Stored data entries
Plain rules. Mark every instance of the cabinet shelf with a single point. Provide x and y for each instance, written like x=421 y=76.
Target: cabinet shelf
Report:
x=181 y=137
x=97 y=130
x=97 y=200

REQUIRED ACTION | Restate the entries. Match them exactly.

SOLUTION TO THIS TASK |
Plain rules. Mark every instance of the cabinet shelf with a single point. Provide x and y for each instance, written like x=421 y=76.
Target: cabinet shelf
Report:
x=181 y=137
x=97 y=130
x=97 y=200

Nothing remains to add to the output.